DIRECTIONS: Your task is to output the data exactly as it stands.

MATERIAL SHOWN:
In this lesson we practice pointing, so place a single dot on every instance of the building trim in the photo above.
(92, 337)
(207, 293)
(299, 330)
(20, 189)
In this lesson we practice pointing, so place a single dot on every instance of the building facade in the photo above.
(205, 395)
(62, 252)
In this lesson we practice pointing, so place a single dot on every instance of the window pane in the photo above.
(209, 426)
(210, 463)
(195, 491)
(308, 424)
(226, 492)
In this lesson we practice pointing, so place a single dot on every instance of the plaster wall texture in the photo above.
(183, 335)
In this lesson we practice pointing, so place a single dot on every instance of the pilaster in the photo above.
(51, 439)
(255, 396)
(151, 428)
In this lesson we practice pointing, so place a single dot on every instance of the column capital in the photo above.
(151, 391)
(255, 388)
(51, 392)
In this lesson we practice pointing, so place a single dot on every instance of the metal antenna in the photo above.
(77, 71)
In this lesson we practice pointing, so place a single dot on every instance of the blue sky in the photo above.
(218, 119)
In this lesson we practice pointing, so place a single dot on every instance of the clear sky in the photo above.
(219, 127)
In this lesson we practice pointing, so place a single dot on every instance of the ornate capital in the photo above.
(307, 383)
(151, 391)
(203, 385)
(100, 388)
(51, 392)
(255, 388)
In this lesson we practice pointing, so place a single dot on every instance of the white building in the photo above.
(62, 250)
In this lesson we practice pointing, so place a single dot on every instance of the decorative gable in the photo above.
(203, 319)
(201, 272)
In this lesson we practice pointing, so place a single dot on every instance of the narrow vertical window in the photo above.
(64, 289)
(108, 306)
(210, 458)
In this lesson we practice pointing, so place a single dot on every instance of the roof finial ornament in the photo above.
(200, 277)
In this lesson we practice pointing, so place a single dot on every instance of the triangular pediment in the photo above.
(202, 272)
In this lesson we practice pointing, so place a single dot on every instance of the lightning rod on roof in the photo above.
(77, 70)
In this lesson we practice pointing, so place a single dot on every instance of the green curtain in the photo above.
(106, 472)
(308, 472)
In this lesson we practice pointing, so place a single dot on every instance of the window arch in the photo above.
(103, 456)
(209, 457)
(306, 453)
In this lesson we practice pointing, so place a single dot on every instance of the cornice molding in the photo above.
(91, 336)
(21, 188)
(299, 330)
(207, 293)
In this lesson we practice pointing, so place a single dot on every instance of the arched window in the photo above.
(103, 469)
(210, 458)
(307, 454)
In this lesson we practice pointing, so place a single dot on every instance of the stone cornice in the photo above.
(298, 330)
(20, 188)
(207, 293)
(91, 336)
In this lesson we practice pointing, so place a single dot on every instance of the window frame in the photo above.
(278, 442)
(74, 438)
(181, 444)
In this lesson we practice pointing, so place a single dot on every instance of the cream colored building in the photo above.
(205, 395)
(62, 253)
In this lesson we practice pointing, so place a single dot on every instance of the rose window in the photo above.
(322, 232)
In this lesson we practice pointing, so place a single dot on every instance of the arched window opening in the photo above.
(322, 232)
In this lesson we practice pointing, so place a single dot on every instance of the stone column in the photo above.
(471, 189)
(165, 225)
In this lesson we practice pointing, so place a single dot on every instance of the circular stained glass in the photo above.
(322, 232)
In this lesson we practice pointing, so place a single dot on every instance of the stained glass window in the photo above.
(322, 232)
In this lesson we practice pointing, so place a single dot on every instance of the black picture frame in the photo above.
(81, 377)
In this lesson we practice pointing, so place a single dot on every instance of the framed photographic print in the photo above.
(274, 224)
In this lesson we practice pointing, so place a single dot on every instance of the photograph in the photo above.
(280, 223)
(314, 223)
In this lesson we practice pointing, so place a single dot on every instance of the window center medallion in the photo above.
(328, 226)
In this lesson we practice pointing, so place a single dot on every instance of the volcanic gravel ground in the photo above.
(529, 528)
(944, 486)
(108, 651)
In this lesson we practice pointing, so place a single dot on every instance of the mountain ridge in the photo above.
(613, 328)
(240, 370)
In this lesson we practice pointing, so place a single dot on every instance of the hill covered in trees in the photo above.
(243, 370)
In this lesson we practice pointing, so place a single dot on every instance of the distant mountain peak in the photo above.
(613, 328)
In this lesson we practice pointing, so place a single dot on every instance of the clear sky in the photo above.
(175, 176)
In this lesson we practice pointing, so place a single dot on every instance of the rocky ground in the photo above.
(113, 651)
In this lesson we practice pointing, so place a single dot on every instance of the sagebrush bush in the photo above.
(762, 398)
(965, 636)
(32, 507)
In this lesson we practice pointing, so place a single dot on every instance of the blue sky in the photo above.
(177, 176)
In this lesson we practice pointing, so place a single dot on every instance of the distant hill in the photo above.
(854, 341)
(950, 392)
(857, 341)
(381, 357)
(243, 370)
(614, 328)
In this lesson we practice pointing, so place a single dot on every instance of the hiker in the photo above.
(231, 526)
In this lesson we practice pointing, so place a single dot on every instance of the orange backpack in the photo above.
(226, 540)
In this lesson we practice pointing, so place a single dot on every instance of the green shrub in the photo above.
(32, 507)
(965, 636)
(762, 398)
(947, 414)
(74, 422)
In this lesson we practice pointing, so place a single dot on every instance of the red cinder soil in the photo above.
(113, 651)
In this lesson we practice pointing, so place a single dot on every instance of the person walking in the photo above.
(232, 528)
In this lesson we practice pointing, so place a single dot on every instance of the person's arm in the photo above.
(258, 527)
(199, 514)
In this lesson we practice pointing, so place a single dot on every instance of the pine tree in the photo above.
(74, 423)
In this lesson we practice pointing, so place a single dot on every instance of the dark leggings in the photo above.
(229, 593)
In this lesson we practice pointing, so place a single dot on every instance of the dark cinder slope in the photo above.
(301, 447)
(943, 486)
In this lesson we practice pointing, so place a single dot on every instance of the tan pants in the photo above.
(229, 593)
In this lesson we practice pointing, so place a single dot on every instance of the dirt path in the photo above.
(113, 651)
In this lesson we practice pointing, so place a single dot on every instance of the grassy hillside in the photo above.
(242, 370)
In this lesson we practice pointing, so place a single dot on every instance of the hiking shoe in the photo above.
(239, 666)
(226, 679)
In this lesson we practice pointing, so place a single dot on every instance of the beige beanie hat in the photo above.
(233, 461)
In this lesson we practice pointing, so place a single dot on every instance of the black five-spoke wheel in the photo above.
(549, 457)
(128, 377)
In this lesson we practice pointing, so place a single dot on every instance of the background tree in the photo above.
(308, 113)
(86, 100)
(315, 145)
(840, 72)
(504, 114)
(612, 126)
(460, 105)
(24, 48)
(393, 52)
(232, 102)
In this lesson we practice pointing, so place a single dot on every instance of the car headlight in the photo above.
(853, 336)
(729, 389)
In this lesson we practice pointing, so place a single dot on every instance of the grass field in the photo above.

OUTPUT OF THE EXERCISE:
In this lesson we practice pointing, so place a single dot on every instance of the building trim in the photo above.
(92, 337)
(207, 293)
(299, 330)
(20, 189)
In this lesson we practice pointing, so place a single dot on every instance of the building facade in the photo above.
(205, 395)
(62, 252)
In this lesson we practice pointing, so place a single dot on every instance of the window pane in the photo above.
(209, 426)
(210, 463)
(195, 491)
(308, 424)
(226, 492)
In this lesson we practice pointing, so place a single dot on every instance of the plaster wall texture in the photo above.
(183, 335)
In this lesson we practice pointing, so place a single dot on every instance of the pilaster in the photo above.
(51, 439)
(255, 396)
(151, 428)
In this lesson we practice pointing, so place a single dot on every instance of the column capital in the photo above.
(151, 391)
(255, 388)
(51, 392)
In this lesson we practice pointing, so place a single dot on every instance of the metal antenna in the photo above.
(77, 71)
In this lesson we practice pointing, so place a single dot on every instance of the blue sky in the photo above.
(218, 119)
In this lesson we practice pointing, so place a single dot on every instance of the clear sky in the photo above.
(219, 127)
In this lesson we practice pointing, so place a single dot on every instance of the ornate capital in the photo above.
(307, 383)
(151, 391)
(203, 385)
(100, 388)
(51, 392)
(255, 388)
In this lesson we practice pointing, so place a single dot on every instance of the white building in the photo above.
(62, 250)
In this lesson we practice pointing, so place a single dot on every instance of the decorative gable in the photo above.
(203, 319)
(201, 272)
In this lesson we practice pointing, so place a single dot on every instance of the narrow vertical window in the photo above.
(64, 289)
(108, 306)
(210, 458)
In this lesson we practice pointing, so place a single dot on every instance of the roof finial ornament in the photo above.
(200, 277)
In this lesson we practice pointing, so place a single dot on every instance of the triangular pediment in the photo above.
(202, 272)
In this lesson we practice pointing, so place a single dot on every instance of the lightning rod on roof in the photo above.
(77, 70)
In this lesson we practice pointing, so place a single dot on every instance of the green curtain in the photo above.
(106, 472)
(308, 472)
In this lesson we practice pointing, so place a single dot on every instance of the window arch in the photo above.
(103, 456)
(209, 457)
(306, 453)
In this lesson we practice pointing, so place a single dot on every instance of the cornice molding in the photo above.
(91, 336)
(21, 188)
(299, 330)
(207, 293)
In this lesson we practice pointing, so place a single dot on every instance of the arched window in the photo above.
(103, 469)
(210, 458)
(307, 454)
In this lesson we practice pointing, so place a single dot on every instance of the stone cornice in the photo above.
(298, 330)
(20, 188)
(207, 293)
(91, 336)
In this lesson we practice pointing, so place a single dot on every instance of the window frame in the photo above.
(278, 442)
(74, 438)
(181, 444)
In this lesson we practice pointing, so place a single dot on every instance of the cream colored building in the photo above.
(205, 395)
(62, 253)
In this lesson we practice pointing, so place a single dot on every instance of the rose window in the photo above.
(322, 232)
In this lesson we practice pointing, so place a single dot on every instance of the arched window opening in the photo above.
(322, 232)
In this lesson we practice pointing, so place a single dot on every instance of the stone column in the photo above.
(471, 189)
(165, 225)
In this lesson we practice pointing, so place a single dot on every instance of the circular stained glass in the photo above.
(322, 232)
In this lesson we practice pointing, so place a single dot on every instance of the stained glass window in the photo above.
(322, 232)
In this lesson we practice pointing, so place a single dot on every instance of the black picture frame in the photo above.
(81, 377)
In this lesson we practice pointing, so place a single dot on every instance of the framed photographic print in the photo above.
(274, 224)
In this lesson we practice pointing, so place a single dot on every instance of the photograph in the photo above.
(280, 223)
(314, 223)
In this lesson we practice pointing, so place a single dot on every instance of the window center medallion in the photo above.
(328, 226)
In this lesson we practice pointing, so place a single dot on every instance of the volcanic gravel ground in the photo above.
(529, 528)
(944, 486)
(108, 651)
In this lesson we practice pointing, so place a single dot on every instance of the mountain ridge in the photo above.
(613, 328)
(240, 370)
In this lesson we practice pointing, so place a single dot on every instance of the hill covered in trees in the photo above.
(243, 370)
In this lesson we practice pointing, so place a single dot on every instance of the distant mountain peak in the photo above.
(613, 328)
In this lesson we practice pointing, so place a single dot on every instance of the clear sky in the photo above.
(175, 176)
In this lesson we practice pointing, so place a single dot on every instance of the rocky ground in the photo above.
(113, 651)
In this lesson we practice pointing, so place a single dot on every instance of the sagebrush bush in the photo above.
(762, 398)
(965, 636)
(32, 507)
In this lesson we practice pointing, so place a single dot on every instance of the blue sky in the photo above.
(177, 176)
In this lesson we practice pointing, so place a single dot on every instance of the distant hill in the photo above.
(854, 341)
(950, 392)
(857, 341)
(381, 357)
(243, 370)
(614, 328)
In this lesson we practice pointing, so place a single dot on every instance of the hiker in the photo above.
(231, 526)
In this lesson we practice pointing, so place a single dot on every instance of the orange backpack in the photo above.
(226, 540)
In this lesson we practice pointing, so place a single dot on every instance of the green shrub in the photo above.
(32, 507)
(965, 636)
(762, 398)
(947, 414)
(74, 422)
In this lesson we practice pointing, so place a single dot on every instance of the red cinder soil in the photo above.
(113, 651)
In this lesson we practice pointing, so place a single dot on every instance of the person walking in the photo above.
(232, 528)
In this lesson we practice pointing, so place a single dot on every instance of the person's arm in the photo above.
(258, 527)
(199, 514)
In this lesson we practice pointing, so place a single dot on every instance of the pine tree in the photo above.
(74, 423)
In this lesson we practice pointing, so place a single dot on every instance of the dark leggings in the photo above.
(229, 593)
In this lesson we practice pointing, so place a single dot on every instance of the dark cinder slope in the photo above.
(301, 447)
(943, 486)
In this lesson we practice pointing, so place a single dot on every instance of the tan pants in the photo above.
(229, 593)
In this lesson we practice pointing, so place a single dot on every instance of the dirt path in the photo above.
(113, 651)
In this lesson we practice pointing, so place a single dot on every instance of the grassy hillside in the photo above.
(242, 370)
In this lesson we practice pointing, so place a single dot on every instance of the hiking shoe in the photo above.
(239, 666)
(226, 679)
In this lesson we practice pointing, so place a single dot on every instance of the beige beanie hat in the photo above.
(233, 461)
In this lesson we practice pointing, so place a single dot on every instance of the black five-spoke wheel in the photo above.
(549, 457)
(128, 377)
In this lesson we practice pointing, so place a single dot on every instance of the background tree in the photo above.
(308, 113)
(86, 100)
(315, 145)
(840, 72)
(504, 114)
(612, 126)
(460, 105)
(24, 48)
(393, 52)
(232, 102)
In this lesson we practice pointing, so place a single dot on every instance of the car headlight in the photo above.
(853, 336)
(729, 389)
In this lesson we practice pointing, so place a single dot on every instance of the grass field in the photo above.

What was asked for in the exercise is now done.